* WHAT THE TASK ASKS
Every line of the data that contains the string "below" must be copied.
----------------
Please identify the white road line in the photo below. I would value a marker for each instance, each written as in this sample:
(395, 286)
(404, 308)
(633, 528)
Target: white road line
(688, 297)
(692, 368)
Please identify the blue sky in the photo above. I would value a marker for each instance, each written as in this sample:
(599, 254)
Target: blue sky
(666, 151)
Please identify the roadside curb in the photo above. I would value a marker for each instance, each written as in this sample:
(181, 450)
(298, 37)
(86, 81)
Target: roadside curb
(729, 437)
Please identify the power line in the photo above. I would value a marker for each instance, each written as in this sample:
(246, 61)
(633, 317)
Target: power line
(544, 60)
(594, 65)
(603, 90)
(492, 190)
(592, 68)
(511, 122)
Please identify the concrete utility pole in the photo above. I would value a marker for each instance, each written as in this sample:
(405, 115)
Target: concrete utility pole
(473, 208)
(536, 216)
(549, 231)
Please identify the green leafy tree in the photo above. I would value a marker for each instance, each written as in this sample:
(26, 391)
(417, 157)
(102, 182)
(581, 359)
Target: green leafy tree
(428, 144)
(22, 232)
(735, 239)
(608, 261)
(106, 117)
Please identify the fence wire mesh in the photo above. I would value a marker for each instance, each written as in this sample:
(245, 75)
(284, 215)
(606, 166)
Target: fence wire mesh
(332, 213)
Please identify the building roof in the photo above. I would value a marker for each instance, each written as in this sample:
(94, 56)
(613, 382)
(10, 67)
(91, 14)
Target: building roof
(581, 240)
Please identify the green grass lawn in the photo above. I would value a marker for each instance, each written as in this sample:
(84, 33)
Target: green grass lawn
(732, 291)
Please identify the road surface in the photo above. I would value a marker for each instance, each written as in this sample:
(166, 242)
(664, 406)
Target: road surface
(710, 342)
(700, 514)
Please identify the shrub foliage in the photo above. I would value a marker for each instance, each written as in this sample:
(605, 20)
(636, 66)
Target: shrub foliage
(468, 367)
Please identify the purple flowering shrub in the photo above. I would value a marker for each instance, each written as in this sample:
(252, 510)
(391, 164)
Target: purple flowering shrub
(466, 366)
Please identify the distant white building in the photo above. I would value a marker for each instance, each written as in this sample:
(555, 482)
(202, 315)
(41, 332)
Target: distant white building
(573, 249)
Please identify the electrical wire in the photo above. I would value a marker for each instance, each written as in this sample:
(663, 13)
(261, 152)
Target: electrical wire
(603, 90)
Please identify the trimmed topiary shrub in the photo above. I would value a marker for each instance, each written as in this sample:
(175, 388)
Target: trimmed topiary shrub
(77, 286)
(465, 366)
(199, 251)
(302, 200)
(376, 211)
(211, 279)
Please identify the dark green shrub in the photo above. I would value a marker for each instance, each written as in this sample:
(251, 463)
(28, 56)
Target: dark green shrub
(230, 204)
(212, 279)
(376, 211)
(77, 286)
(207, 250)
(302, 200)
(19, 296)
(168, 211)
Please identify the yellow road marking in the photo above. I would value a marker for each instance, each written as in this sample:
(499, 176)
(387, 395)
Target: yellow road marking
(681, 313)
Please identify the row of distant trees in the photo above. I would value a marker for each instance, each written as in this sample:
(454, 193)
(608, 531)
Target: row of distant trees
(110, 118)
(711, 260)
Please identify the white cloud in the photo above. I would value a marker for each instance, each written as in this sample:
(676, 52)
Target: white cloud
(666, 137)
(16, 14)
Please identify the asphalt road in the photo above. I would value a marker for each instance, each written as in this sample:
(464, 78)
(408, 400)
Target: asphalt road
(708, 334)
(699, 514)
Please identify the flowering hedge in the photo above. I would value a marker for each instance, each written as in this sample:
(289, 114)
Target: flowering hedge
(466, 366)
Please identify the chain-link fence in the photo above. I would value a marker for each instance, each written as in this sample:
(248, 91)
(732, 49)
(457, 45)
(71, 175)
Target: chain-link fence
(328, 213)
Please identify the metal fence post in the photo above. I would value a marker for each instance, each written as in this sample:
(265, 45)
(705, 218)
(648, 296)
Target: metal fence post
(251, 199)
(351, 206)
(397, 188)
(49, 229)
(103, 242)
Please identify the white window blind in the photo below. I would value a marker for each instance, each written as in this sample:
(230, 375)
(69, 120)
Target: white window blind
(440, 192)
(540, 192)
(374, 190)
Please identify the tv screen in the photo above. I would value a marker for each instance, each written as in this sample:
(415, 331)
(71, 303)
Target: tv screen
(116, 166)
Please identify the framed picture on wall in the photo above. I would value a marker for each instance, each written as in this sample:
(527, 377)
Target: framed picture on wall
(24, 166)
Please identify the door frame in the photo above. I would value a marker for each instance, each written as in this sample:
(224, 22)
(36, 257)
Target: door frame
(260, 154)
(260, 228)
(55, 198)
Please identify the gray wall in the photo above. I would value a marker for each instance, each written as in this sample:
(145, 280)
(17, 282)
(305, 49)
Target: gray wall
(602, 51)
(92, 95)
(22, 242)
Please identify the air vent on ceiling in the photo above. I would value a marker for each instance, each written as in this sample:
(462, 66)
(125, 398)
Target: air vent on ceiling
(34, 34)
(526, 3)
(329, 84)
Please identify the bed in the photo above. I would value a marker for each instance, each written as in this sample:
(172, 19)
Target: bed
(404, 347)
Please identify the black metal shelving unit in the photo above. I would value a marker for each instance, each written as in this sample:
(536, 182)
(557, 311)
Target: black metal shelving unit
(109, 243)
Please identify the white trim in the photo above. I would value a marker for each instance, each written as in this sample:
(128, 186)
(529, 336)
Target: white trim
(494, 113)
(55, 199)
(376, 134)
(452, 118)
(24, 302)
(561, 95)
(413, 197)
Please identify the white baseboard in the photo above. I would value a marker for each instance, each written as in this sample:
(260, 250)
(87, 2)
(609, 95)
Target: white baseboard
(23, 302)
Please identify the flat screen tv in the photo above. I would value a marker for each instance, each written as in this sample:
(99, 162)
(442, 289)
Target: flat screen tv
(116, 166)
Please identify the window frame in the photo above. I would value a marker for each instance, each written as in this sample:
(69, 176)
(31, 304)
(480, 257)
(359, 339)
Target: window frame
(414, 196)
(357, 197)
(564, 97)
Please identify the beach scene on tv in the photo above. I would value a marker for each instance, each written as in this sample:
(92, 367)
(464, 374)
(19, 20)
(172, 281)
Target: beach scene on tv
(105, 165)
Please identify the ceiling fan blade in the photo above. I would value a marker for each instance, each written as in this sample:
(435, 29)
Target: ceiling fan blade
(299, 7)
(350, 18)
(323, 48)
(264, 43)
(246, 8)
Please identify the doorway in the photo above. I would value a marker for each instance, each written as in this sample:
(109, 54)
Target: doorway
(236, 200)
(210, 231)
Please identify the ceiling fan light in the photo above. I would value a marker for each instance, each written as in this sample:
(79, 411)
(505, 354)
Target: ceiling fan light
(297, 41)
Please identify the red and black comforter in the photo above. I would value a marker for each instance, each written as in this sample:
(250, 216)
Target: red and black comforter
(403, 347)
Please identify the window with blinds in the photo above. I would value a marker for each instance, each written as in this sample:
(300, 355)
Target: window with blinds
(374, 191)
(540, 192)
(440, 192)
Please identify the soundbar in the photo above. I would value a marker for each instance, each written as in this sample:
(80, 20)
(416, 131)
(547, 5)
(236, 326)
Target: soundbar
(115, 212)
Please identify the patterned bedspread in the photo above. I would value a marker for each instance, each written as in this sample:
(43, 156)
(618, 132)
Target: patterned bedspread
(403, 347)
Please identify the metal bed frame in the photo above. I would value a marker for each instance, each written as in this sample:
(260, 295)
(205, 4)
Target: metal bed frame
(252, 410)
----------------
* ANSWER SPACE
Please identify the white road line in the photo below. I would value a marker for each instance, each written as in this sample:
Please identify the white window blind in the photo below. I would value a marker for each instance, each written as in this sample:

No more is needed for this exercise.